Data section |
---

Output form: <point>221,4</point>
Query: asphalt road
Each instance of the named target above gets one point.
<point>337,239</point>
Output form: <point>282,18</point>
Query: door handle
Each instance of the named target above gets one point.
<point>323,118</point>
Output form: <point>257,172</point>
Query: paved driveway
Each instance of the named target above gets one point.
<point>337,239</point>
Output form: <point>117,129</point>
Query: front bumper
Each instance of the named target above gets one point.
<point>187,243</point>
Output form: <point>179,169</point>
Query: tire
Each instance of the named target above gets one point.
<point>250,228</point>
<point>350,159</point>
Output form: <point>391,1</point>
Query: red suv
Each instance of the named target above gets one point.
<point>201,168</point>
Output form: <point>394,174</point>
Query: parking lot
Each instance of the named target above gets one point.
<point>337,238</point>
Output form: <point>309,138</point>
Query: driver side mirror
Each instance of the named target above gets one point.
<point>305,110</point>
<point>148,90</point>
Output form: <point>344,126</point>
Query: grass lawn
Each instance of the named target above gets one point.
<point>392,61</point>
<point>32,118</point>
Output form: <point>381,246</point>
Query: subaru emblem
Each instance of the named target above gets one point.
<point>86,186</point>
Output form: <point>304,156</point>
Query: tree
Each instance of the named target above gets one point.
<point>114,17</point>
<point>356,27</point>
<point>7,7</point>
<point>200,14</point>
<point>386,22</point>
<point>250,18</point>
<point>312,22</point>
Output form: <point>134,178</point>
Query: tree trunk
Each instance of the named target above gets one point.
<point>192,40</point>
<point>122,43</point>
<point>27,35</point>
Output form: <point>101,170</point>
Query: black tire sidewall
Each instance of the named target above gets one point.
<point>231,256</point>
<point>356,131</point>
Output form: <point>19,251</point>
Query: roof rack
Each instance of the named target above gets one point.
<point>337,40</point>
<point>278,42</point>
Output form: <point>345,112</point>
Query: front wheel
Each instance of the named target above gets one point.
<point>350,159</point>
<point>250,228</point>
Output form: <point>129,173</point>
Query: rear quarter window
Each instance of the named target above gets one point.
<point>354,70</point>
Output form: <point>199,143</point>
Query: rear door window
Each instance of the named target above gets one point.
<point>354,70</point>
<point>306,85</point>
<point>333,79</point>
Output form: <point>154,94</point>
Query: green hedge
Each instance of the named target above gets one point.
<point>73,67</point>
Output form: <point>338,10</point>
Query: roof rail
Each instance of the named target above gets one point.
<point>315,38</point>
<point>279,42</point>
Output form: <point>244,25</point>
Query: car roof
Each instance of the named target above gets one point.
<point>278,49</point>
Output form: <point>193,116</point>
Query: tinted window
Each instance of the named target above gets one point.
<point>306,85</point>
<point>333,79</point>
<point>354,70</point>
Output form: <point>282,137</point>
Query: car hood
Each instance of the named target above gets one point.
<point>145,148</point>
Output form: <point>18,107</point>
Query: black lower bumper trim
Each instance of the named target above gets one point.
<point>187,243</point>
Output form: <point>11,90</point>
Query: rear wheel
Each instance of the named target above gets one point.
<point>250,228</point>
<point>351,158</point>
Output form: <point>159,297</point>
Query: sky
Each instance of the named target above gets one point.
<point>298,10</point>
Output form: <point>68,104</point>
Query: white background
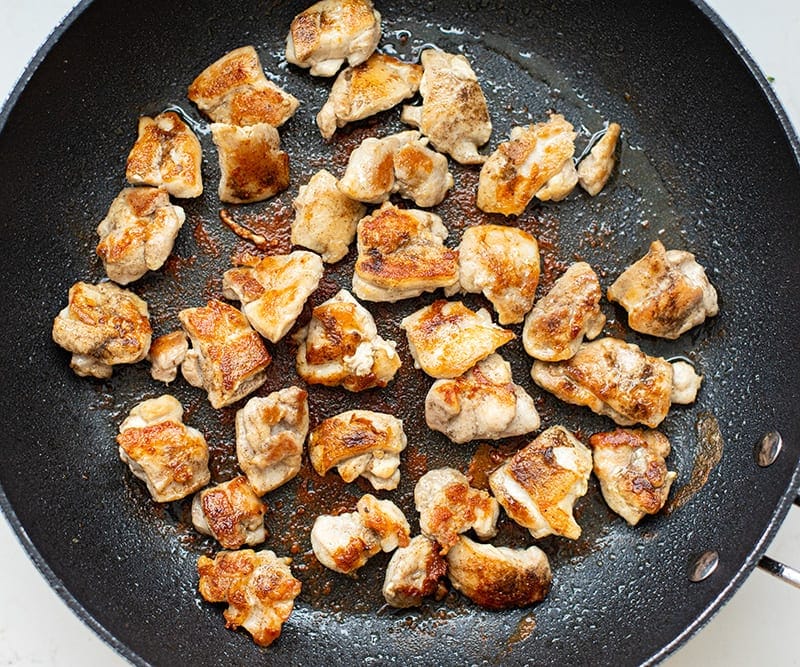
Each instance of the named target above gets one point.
<point>758,626</point>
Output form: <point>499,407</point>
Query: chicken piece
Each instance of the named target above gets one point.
<point>499,577</point>
<point>170,457</point>
<point>401,254</point>
<point>666,293</point>
<point>446,339</point>
<point>138,233</point>
<point>234,90</point>
<point>449,506</point>
<point>341,347</point>
<point>359,442</point>
<point>453,115</point>
<point>228,359</point>
<point>274,291</point>
<point>252,166</point>
<point>166,154</point>
<point>332,31</point>
<point>631,467</point>
<point>568,313</point>
<point>539,485</point>
<point>375,85</point>
<point>484,403</point>
<point>258,587</point>
<point>102,325</point>
<point>325,218</point>
<point>270,433</point>
<point>231,513</point>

---

Task details |
Copy exactly the lines from the line containing "Output form: <point>282,137</point>" through the last line of the records above, both included, and leave out any pictures.

Output for this exercise |
Output form: <point>282,137</point>
Query: car hood
Each instance of the named target above gets one point.
<point>145,148</point>
Output form: <point>18,107</point>
Query: black lower bumper trim
Each instance of the named target above gets one point.
<point>187,243</point>
Output form: <point>11,90</point>
Query: rear wheel
Each instance of the named target above gets one point.
<point>250,228</point>
<point>351,158</point>
Output form: <point>159,297</point>
Query: sky
Each instance of the named target above gets one point.
<point>298,10</point>
Output form: <point>68,104</point>
Query: white background
Each instance of the named target above gets one point.
<point>758,626</point>
Output form: <point>499,407</point>
Query: chicken piece
Each instance of the named target above gets one point.
<point>499,577</point>
<point>170,457</point>
<point>401,254</point>
<point>666,293</point>
<point>446,339</point>
<point>138,233</point>
<point>234,90</point>
<point>449,506</point>
<point>341,347</point>
<point>359,442</point>
<point>453,115</point>
<point>228,359</point>
<point>274,291</point>
<point>252,166</point>
<point>166,154</point>
<point>332,31</point>
<point>631,467</point>
<point>568,313</point>
<point>539,485</point>
<point>375,85</point>
<point>484,403</point>
<point>258,587</point>
<point>102,325</point>
<point>325,218</point>
<point>270,433</point>
<point>231,513</point>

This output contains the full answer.